Activity:
Report all lines of the records that contain "plate".

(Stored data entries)
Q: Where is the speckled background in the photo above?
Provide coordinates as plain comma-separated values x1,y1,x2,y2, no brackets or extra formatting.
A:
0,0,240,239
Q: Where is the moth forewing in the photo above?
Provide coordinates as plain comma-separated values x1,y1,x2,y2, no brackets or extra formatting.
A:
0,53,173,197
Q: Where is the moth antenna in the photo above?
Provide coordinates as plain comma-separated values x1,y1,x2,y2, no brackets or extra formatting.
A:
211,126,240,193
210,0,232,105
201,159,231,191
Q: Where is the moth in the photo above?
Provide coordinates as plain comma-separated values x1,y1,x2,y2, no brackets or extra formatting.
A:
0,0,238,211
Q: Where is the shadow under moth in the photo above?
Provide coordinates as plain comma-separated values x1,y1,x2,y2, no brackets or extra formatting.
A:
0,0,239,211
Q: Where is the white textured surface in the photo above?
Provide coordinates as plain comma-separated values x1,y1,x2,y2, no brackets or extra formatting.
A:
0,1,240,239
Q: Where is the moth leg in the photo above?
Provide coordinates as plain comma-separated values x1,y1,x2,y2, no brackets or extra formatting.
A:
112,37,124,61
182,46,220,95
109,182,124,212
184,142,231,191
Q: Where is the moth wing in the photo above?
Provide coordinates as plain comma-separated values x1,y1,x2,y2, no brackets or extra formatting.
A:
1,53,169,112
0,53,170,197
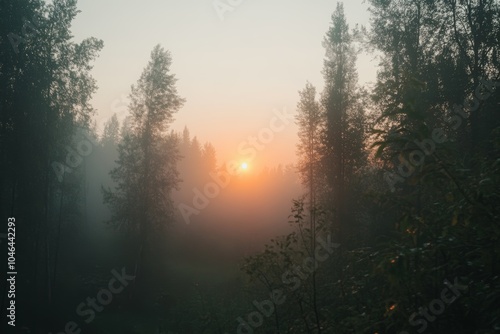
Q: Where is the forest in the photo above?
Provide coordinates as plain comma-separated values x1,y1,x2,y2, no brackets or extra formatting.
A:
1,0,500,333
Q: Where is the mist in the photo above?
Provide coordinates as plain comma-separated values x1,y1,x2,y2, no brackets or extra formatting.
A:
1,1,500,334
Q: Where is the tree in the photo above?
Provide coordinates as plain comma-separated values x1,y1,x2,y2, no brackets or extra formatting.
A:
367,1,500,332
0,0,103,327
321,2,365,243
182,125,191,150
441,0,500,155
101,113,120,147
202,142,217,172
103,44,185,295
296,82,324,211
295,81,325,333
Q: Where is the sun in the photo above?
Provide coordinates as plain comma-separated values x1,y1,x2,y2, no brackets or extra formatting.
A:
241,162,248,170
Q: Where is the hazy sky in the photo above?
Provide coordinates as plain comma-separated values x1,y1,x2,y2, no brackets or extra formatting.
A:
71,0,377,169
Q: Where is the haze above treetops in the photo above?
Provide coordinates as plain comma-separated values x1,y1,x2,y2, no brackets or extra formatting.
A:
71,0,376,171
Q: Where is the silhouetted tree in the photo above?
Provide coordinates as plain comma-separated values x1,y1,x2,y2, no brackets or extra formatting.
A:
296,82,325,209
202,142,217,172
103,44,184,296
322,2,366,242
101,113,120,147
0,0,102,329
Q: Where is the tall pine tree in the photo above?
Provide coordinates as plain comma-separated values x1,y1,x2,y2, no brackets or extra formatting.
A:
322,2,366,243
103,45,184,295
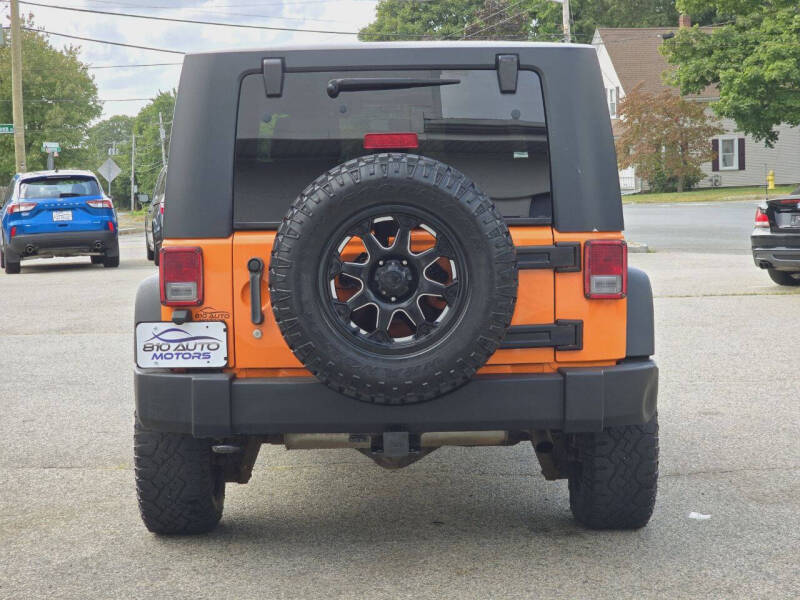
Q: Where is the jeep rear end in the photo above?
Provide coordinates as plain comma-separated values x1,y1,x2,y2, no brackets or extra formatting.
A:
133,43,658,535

==

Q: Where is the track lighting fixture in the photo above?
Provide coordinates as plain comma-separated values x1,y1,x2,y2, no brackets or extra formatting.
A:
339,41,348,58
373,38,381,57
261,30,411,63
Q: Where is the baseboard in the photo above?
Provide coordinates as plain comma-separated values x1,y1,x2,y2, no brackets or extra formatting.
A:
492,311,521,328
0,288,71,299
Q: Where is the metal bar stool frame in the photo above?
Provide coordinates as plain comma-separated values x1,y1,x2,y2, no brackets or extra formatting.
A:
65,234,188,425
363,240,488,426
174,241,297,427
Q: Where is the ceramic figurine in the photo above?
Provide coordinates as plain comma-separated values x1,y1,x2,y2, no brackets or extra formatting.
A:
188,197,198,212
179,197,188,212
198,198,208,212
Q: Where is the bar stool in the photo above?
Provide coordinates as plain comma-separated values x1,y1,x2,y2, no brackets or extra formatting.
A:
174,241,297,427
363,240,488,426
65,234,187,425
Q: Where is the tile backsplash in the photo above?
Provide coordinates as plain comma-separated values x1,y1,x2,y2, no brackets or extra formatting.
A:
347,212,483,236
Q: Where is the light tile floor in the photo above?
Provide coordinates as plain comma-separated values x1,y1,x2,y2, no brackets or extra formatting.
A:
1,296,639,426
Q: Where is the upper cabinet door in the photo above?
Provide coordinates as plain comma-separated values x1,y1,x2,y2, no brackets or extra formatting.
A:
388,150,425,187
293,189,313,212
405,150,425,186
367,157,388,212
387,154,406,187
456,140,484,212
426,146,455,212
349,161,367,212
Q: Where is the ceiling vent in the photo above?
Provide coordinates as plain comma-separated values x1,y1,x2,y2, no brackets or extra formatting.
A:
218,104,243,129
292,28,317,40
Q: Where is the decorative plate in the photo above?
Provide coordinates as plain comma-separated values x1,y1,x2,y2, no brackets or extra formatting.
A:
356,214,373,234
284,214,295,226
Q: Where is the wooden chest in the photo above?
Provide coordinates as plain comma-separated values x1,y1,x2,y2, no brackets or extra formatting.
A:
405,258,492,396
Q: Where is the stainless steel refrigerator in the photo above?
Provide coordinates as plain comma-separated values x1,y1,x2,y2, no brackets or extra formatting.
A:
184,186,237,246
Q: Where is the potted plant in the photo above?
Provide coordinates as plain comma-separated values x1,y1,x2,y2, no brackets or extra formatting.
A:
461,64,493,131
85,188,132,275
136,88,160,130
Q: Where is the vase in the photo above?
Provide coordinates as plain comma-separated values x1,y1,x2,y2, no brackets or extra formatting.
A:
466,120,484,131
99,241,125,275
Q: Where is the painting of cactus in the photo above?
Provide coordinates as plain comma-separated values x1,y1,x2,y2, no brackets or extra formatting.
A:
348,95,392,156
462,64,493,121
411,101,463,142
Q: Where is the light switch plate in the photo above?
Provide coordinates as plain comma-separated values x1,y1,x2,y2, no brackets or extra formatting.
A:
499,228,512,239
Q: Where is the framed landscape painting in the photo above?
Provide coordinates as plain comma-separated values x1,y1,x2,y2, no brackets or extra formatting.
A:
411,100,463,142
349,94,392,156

Output for this exercise:
Q: Where is the decorative plate in the photo above?
Q: Where is the light switch plate in the photo above?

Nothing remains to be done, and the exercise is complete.